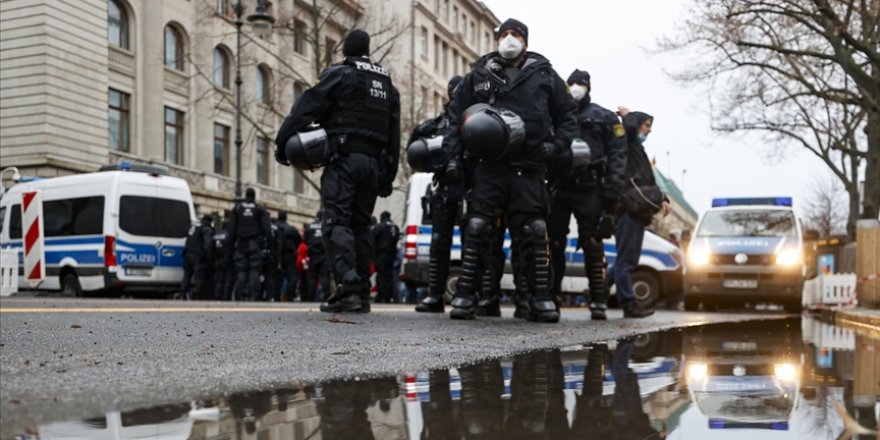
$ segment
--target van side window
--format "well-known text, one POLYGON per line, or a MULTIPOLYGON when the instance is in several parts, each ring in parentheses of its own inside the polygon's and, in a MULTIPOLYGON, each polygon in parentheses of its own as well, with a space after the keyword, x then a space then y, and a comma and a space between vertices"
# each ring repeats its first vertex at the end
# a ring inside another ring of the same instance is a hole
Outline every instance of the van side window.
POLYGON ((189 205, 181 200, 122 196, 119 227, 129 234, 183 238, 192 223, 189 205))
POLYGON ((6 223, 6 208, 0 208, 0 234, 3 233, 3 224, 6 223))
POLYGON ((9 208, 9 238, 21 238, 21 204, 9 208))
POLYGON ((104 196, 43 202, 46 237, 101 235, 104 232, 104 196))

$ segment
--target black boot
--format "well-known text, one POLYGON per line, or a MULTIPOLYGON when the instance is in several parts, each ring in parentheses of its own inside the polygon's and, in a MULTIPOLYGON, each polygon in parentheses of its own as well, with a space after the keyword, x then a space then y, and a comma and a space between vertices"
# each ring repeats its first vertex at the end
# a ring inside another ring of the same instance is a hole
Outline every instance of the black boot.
--
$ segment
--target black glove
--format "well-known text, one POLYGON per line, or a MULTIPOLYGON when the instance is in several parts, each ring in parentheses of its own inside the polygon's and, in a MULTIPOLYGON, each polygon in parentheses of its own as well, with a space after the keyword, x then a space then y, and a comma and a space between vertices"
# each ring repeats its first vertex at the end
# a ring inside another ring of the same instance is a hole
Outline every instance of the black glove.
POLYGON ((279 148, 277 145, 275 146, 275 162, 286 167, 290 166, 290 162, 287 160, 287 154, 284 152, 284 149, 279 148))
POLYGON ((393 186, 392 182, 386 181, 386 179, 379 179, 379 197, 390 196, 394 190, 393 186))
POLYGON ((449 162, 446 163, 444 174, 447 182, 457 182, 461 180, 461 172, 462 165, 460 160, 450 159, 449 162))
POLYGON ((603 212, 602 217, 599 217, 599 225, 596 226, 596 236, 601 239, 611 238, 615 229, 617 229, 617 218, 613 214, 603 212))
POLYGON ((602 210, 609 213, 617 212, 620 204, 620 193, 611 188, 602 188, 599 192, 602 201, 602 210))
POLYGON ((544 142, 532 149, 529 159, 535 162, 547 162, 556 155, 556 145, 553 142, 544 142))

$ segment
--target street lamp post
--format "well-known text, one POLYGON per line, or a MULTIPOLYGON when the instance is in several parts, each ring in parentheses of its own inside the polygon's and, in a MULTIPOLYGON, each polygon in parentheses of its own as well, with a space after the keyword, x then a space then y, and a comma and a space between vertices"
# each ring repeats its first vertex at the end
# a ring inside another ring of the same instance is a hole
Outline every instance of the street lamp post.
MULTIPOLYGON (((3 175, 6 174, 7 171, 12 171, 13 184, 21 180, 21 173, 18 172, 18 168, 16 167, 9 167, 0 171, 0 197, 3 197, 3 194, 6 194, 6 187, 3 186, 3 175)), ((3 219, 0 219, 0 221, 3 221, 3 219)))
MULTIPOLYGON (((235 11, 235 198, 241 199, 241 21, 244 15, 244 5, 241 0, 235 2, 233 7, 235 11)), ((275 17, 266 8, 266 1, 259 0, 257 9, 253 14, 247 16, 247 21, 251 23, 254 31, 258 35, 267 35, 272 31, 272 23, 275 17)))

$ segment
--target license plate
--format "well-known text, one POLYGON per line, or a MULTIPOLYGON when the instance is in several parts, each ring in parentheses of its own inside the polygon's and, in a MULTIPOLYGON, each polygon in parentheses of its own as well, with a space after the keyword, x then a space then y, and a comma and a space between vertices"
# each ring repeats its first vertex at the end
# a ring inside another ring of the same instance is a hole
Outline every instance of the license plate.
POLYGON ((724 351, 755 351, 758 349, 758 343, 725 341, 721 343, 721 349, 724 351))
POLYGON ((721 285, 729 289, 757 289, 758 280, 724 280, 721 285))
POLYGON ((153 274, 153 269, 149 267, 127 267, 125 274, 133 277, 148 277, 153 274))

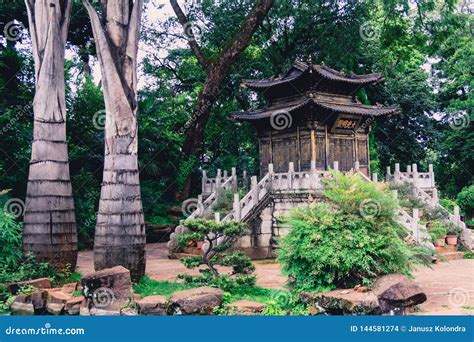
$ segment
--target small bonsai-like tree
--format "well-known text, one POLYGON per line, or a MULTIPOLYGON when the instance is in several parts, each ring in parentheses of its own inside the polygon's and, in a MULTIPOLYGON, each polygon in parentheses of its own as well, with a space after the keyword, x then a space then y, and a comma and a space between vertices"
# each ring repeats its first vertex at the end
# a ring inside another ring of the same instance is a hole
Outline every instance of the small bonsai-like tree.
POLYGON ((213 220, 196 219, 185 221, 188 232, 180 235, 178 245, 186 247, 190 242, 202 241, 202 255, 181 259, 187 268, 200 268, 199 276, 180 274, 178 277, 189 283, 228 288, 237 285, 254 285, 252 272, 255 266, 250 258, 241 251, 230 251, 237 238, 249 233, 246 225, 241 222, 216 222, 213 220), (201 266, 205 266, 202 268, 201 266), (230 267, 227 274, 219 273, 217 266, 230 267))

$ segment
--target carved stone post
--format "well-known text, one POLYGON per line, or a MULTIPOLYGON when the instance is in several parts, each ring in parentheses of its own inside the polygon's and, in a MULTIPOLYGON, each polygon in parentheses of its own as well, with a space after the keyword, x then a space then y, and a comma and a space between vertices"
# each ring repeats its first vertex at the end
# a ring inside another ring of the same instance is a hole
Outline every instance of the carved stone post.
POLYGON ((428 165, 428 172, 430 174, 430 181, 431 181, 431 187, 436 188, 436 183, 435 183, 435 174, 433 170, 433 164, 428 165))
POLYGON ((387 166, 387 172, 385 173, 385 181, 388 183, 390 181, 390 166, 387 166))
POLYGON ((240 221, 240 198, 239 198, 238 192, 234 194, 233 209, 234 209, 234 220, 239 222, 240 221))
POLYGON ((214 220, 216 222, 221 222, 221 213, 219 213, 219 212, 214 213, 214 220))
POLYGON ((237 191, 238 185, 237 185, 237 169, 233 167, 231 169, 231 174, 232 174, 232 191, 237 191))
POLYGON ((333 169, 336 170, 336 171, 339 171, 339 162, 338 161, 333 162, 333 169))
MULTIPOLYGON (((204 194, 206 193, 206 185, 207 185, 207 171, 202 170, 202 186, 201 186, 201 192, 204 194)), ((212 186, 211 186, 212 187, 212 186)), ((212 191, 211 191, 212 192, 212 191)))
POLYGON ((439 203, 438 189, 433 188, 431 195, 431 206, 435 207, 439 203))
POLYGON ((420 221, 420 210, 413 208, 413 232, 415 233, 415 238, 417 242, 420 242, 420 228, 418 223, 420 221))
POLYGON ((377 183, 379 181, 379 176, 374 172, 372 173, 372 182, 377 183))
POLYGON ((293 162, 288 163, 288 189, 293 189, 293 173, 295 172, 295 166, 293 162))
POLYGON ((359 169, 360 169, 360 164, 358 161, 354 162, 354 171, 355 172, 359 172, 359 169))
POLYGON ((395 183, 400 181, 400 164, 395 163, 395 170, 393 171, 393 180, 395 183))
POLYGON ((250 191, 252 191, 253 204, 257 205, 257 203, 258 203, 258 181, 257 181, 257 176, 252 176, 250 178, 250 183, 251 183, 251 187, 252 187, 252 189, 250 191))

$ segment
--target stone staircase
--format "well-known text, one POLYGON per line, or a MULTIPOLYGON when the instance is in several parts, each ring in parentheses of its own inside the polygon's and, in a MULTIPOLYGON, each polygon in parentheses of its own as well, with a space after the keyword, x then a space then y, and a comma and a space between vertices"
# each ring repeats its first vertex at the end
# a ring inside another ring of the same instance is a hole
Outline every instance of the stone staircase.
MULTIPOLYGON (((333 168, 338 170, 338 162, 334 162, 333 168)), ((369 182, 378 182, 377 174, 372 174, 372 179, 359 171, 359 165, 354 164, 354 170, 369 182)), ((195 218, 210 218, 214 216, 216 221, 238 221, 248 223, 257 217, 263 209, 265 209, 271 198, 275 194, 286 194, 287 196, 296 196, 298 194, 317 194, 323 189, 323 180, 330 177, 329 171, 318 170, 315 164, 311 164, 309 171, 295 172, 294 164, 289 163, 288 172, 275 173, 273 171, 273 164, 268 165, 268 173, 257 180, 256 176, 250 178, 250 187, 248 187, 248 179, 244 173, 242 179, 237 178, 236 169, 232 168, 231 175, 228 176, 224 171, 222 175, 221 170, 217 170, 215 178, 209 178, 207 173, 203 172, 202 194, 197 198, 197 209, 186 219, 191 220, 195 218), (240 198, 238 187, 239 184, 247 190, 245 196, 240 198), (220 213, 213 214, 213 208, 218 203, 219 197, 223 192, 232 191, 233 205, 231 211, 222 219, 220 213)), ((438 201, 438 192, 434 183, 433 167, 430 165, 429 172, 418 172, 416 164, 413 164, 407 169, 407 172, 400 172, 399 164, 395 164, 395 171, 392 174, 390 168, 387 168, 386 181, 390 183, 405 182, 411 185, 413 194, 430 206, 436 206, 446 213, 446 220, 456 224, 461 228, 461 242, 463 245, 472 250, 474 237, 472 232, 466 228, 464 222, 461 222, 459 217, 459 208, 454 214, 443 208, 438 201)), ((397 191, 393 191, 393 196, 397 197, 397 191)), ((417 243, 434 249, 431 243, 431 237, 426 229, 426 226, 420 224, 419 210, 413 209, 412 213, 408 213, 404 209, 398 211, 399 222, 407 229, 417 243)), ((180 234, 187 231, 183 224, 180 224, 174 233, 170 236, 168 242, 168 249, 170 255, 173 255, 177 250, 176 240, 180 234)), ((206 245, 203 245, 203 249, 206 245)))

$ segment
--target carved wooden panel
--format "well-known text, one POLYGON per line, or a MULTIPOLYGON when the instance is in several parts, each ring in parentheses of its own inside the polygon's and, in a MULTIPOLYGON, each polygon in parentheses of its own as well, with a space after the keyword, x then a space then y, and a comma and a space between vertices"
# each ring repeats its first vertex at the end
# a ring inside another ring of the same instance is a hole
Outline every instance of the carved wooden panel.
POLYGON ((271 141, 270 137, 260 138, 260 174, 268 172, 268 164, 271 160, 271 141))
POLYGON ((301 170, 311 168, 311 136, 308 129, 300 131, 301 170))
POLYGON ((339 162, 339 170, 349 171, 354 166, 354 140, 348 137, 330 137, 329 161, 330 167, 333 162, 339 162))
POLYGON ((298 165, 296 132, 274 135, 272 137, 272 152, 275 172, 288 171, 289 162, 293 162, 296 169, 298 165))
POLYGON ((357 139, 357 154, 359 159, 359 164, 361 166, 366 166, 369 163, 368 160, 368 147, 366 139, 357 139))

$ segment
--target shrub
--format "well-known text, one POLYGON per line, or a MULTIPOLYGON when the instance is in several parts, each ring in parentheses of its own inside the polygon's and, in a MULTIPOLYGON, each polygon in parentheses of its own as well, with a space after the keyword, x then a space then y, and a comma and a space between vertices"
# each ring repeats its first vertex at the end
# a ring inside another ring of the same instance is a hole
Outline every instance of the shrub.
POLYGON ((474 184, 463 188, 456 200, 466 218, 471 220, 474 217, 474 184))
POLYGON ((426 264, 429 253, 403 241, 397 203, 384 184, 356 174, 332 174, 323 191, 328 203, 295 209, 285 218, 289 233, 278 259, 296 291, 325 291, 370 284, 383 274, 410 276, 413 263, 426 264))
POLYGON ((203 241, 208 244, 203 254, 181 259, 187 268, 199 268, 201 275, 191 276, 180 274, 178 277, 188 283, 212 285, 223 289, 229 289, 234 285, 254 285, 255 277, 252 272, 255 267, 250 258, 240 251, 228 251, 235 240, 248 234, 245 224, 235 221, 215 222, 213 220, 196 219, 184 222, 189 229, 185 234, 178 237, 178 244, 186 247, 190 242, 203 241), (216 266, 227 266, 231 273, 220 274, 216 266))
--
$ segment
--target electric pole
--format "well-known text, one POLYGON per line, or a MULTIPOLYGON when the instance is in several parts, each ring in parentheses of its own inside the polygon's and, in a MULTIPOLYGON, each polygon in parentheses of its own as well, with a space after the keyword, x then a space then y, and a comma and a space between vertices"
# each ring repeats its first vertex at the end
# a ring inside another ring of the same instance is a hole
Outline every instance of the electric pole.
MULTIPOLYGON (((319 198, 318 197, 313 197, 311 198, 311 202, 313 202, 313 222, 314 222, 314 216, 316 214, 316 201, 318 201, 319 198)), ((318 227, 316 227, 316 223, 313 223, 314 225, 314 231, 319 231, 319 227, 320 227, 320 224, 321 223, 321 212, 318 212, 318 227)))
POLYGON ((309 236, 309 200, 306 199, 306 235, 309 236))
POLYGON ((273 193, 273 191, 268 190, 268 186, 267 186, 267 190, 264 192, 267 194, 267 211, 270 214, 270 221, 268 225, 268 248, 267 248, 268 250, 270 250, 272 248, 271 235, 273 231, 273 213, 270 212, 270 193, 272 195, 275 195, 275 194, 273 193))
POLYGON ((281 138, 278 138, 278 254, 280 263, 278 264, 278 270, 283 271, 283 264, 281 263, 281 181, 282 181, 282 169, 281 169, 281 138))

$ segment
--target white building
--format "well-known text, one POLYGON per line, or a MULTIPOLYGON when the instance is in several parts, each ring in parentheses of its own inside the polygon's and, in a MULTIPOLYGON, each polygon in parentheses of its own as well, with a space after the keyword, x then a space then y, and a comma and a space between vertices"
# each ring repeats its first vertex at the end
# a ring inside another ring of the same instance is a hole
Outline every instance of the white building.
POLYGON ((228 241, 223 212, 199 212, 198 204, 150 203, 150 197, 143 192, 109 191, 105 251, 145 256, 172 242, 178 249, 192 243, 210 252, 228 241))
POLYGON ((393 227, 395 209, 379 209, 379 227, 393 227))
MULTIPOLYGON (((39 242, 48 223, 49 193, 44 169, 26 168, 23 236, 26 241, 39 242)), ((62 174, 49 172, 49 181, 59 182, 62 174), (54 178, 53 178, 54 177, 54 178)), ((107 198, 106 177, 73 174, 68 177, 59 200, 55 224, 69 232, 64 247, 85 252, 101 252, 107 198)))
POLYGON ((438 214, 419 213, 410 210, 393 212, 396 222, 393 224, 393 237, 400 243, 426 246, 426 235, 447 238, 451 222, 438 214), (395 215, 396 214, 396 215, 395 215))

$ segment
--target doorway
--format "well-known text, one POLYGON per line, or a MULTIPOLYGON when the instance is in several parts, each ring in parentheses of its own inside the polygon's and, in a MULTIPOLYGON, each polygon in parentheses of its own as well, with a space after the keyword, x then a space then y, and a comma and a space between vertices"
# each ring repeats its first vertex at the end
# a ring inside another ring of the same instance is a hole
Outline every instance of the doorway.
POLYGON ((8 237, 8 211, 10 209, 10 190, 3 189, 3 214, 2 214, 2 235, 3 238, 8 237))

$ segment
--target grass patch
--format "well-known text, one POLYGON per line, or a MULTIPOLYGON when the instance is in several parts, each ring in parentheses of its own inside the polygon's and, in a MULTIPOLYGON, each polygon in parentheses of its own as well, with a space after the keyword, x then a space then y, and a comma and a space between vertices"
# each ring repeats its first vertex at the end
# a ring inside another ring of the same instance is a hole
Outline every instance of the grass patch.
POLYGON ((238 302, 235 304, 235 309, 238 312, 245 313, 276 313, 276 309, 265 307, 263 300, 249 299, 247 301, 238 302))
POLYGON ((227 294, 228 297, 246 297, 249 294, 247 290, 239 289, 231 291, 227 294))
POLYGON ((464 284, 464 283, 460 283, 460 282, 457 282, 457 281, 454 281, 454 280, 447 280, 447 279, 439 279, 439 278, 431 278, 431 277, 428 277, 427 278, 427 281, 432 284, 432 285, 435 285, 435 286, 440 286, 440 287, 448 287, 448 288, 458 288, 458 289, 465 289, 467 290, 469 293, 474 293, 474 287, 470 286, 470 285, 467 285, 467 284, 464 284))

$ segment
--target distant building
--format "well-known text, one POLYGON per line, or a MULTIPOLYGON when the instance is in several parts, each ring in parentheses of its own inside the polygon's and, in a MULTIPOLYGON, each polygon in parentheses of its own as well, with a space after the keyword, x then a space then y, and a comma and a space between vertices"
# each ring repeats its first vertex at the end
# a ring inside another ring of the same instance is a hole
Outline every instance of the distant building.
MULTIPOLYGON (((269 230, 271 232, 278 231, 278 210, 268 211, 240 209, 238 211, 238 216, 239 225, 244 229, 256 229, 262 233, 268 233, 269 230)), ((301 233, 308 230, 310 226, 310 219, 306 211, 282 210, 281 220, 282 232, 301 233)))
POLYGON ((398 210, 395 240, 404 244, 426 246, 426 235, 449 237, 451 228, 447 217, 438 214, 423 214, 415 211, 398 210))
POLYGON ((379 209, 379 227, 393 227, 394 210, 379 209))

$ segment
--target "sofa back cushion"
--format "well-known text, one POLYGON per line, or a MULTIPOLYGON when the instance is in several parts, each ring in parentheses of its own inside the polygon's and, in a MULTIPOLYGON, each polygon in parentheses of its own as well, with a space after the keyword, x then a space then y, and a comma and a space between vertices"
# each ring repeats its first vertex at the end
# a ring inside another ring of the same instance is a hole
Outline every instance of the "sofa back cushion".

### Assignment
Note each line of the material holding "back" and copy it out.

### Problem solution
--target "sofa back cushion"
Outline every instance of the "sofa back cushion".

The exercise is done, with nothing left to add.